**Trecho para leitura**
-=-=-=-=-
Topo

Thiago Gonçalves

OPINIÃO

Texto em que o autor apresenta e defende suas ideias e opiniões, a partir da interpretação de fatos e dados.

Existe uma leitura do filme 'Não Olhe Pra Cima' que me preocupa

Cena de "Não Olhe Pra Cima" - Divulgação/Netflix
Cena de "Não Olhe Pra Cima" Imagem: Divulgação/Netflix

31/12/2021 12h00

Receba os novos posts desta coluna no seu e-mail

Email inválido

A essa altura, quase todo mundo já assistiu o filme "Não Olhe Pra Cima", do diretor Adam McKay. É uma crítica interessante ao conflito de interesses inerente à comunicação da ciência e a relação entre cientistas, esfera política e empresários — algo que se tornou evidente com a pandemia.

No entanto, um aspecto do filme me incomodou e me deixou um pouco preocupado com a possível repercussão da mensagem. Aproveito para avisar que o leitor pode ter calma: esse texto não contém nenhum grande spoiler sobre o filme.

A história, como podemos ver no trailer, é sobre a descoberta de um cometa que vem em direção à Terra, com o potencial de destruir o planeta. Os personagens de Leonardo DiCaprio e Jennifer Lawrence, responsáveis pela descoberta, tentam avisar o governo do perigo iminente, enfrentando resistência e descrença por políticos e mídia, ao menos no primeiro ato do filme.

A mensagem, para mim, parece óbvia. No plano das políticas públicas, evidências científicas são descartadas em favor de curas milagrosas como a hidroxicloroquina e a ivermectina. Governos ignoram alertas sobre o aquecimento global, sem tomar atitudes firmes que possam reduzir a emissão de gases que contribuem para o efeito estufa, privilegiando interesses financeiros particulares.

Ainda assim, vi muita gente nas redes sociais defendendo o filme fazendo um paralelo estranho com as vacinas: DiCaprio e Lawrence representariam os "cientistas" que alertam para o suposto perigo das vacinas contra a covid-19. É uma distorção alarmante.

O grande problema, a meu ver, é a percepção do consenso científico. É verdade que os cálculos dos astrônomos haviam sido verificados por colegas, mas na minha opinião o filme mostra o esforço para avisar o governo como uma empreitada de um pequeno grupo, o que abre espaço para a apropriação do tema pelo movimento anti-vacina.

Devemos lembrar, no entanto, que os casos satirizados na obra são resultado da construção prolongada do conhecimento, defendidas não por um grupo pequeno de cientistas mas sim por praticamente toda a comunidade acadêmica — salvo por um seleto grupo de negacionistas que convenientemente descartam uma parte dos dados para defender um ponto de vista ideológico.

O debate sobre a eficácia das vacinas não é científico, mas político. O método científico, que deveria embasar a discussão, é jogado pela janela em uma dialética recheada de falácias e falsas dicotomias.

Um passo importante do combate às fake news científicas, a meu ver, é a conscientização do público (e às vezes até de alguns colegas universitários) de como funciona a construção de um modelo científico, diferenciando o ceticismo e o debate legítimo do puro negacionismo sem fundamento. Se somos todos cientistas, devemos jogar com as mesmas regras, e a discussão deve estar baseada em experimentos, observações e metodologias rigorosas.

Caso contrário, tornamo-nos uma nação de cegos, tateando às escuras tentando encontrar uma saída para os problemas que nos afligem.
-=-=-=-=-
**Tarefas**
(1) Segundo a coluna sobre "Não Olhe Pra Cima", por que o filme abre espaço para a apropriação do tema pelo movimento anti-vacina?
(2) Reescreva tudo desde "31/12/2021 12h00" até "sobre o filme." na coluna sobre "Não Olhe Pra Cima", substituindo "cientistas" por "pesquisadores".
-=-=-=-=-
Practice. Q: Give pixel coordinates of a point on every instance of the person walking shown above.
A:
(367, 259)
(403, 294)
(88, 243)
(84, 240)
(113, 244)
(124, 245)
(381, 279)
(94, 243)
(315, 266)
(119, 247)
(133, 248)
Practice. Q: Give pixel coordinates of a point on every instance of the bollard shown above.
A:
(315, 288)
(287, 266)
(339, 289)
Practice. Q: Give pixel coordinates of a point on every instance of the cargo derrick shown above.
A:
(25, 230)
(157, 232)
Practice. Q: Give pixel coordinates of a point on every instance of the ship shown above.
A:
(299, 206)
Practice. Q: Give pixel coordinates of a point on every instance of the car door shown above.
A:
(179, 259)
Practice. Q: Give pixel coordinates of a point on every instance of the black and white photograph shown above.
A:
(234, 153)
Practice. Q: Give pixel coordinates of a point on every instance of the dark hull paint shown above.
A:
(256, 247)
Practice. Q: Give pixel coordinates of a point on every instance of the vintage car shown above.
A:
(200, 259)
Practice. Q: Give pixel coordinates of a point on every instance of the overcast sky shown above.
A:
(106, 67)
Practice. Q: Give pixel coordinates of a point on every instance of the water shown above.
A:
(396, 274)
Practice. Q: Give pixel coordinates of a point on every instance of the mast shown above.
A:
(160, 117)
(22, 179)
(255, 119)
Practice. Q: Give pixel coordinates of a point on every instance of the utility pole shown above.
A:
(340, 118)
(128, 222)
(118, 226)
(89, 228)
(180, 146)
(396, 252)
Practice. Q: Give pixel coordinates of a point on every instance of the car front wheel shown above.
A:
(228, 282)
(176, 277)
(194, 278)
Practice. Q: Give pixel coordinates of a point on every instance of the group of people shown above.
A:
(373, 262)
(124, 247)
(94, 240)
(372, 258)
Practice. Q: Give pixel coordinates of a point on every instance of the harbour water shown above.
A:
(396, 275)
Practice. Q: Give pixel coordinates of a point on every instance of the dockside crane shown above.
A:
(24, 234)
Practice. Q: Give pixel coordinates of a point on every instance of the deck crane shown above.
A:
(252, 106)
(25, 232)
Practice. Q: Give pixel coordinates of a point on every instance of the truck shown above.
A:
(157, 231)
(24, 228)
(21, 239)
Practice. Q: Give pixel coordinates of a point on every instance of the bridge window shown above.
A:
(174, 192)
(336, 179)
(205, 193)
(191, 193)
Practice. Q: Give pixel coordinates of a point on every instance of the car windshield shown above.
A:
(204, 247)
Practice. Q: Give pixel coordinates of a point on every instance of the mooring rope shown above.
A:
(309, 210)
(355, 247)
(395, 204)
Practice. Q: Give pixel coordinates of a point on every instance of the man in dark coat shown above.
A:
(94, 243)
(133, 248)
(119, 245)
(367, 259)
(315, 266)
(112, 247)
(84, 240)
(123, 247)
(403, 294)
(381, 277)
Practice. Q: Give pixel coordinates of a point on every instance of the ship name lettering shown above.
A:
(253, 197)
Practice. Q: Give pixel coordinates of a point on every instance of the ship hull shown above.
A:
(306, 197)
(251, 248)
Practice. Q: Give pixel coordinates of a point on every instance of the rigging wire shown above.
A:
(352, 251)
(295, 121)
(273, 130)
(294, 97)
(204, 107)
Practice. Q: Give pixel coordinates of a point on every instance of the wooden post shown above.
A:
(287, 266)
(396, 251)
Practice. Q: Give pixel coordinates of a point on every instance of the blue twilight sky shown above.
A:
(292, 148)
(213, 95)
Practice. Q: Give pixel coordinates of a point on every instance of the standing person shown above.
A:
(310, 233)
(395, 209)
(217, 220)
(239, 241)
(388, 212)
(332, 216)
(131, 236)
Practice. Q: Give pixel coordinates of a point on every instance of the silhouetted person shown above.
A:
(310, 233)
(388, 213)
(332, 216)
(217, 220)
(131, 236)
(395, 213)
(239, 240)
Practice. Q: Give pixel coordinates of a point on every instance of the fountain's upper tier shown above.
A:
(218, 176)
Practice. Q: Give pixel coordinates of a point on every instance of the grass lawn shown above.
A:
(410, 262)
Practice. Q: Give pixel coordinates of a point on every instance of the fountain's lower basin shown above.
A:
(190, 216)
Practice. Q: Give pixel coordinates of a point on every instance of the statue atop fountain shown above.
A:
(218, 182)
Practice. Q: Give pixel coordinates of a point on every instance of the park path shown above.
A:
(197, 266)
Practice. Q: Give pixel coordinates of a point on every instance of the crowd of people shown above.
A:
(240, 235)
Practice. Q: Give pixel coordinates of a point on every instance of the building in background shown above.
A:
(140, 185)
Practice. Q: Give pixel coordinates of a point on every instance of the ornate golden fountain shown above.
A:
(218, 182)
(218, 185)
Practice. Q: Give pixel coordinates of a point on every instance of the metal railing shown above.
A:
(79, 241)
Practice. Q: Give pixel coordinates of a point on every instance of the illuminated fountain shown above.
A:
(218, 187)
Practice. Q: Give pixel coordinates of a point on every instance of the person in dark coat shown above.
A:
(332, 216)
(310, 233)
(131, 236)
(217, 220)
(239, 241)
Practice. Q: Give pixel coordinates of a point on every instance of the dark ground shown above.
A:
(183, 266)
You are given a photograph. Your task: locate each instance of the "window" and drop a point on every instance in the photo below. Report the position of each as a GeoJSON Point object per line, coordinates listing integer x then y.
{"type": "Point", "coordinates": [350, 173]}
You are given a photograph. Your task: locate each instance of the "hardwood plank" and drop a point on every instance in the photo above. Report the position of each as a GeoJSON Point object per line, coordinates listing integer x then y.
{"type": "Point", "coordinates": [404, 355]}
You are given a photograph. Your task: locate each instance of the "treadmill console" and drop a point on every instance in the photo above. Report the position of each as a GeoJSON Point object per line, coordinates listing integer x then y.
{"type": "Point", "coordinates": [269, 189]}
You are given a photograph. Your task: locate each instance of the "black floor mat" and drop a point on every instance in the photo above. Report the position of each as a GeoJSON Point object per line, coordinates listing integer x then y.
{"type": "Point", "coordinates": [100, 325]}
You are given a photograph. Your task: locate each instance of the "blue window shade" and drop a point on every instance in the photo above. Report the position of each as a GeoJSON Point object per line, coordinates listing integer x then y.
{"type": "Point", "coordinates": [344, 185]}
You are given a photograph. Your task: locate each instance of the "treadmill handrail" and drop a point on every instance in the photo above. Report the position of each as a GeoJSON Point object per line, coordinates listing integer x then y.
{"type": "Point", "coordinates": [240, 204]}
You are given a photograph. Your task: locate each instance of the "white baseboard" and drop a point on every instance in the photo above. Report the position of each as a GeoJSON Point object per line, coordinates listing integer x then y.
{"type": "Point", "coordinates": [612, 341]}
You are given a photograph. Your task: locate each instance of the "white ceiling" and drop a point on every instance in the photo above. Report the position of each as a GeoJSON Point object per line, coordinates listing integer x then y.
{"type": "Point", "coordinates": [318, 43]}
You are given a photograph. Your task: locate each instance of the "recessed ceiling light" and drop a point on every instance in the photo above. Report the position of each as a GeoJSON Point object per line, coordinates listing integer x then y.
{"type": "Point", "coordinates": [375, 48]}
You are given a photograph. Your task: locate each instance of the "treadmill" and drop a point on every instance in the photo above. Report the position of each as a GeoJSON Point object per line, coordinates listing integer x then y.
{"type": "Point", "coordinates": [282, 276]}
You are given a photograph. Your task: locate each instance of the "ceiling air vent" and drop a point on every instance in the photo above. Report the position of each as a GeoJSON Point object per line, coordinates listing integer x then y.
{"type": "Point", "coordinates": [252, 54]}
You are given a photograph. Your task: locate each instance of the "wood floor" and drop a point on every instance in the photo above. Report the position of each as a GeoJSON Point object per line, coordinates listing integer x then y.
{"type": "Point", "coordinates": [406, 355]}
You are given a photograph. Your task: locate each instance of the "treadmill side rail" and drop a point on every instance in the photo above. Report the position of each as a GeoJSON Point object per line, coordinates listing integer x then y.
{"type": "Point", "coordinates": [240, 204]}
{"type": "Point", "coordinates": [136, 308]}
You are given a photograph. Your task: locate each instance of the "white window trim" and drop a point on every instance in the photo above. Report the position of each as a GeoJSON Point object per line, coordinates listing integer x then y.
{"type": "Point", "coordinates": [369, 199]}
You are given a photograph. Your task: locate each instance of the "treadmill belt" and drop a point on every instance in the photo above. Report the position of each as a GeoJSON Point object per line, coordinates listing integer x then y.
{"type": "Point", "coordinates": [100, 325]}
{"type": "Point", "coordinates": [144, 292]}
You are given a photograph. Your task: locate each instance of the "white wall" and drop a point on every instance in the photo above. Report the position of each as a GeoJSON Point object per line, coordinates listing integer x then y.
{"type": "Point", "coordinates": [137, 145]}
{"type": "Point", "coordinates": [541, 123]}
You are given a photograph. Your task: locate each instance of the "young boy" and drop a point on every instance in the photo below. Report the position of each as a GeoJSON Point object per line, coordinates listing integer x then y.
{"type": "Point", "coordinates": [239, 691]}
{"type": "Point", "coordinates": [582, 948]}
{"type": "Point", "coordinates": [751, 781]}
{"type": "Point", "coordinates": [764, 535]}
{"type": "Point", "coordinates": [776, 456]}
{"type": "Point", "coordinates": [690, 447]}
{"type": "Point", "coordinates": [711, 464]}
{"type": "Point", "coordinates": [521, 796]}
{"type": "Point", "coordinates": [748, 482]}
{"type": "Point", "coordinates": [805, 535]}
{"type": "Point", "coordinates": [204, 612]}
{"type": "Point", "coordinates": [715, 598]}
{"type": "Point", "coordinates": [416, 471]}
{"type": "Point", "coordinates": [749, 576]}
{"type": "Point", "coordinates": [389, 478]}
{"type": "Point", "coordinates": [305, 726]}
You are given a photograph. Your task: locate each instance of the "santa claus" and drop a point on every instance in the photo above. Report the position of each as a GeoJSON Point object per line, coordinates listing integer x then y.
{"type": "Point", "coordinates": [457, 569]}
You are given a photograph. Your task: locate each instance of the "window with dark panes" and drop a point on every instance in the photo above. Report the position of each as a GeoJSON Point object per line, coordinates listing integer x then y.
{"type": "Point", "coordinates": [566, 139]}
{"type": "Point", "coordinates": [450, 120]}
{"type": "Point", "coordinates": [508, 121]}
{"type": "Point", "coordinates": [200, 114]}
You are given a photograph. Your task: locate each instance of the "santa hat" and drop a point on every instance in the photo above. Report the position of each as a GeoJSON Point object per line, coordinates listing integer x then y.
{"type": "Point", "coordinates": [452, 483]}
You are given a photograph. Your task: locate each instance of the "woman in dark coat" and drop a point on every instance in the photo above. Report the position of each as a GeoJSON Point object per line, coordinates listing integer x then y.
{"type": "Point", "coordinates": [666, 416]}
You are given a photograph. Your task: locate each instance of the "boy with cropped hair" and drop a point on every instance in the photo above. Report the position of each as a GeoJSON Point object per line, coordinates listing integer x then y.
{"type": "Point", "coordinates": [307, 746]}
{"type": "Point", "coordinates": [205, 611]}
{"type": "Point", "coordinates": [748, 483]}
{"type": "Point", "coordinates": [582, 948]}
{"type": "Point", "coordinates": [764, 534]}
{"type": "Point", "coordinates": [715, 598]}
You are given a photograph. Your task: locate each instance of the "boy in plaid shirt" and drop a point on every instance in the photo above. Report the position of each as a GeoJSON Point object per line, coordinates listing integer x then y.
-=-=-=-=-
**Exercício resolvido**
(1) Porque o filme mostra o esforço para avisar o governo como uma empreitada de um pequeno grupo. Isso afeta a percepção do consenso científico, embora os cálculos dos astrônomos tivessem sido verificados por colegas.

(2)
31/12/2021 12h00

Receba os novos posts desta coluna no seu e-mail

Email inválido

A essa altura, quase todo mundo já assistiu o filme "Não Olhe Pra Cima", do diretor Adam McKay. É uma crítica interessante ao conflito de interesses inerente à comunicação da ciência e a relação entre pesquisadores, esfera política e empresários — algo que se tornou evidente com a pandemia.

No entanto, um aspecto do filme me incomodou e me deixou um pouco preocupado com a possível repercussão da mensagem. Aproveito para avisar que o leitor pode ter calma: esse texto não contém nenhum grande spoiler sobre o filme.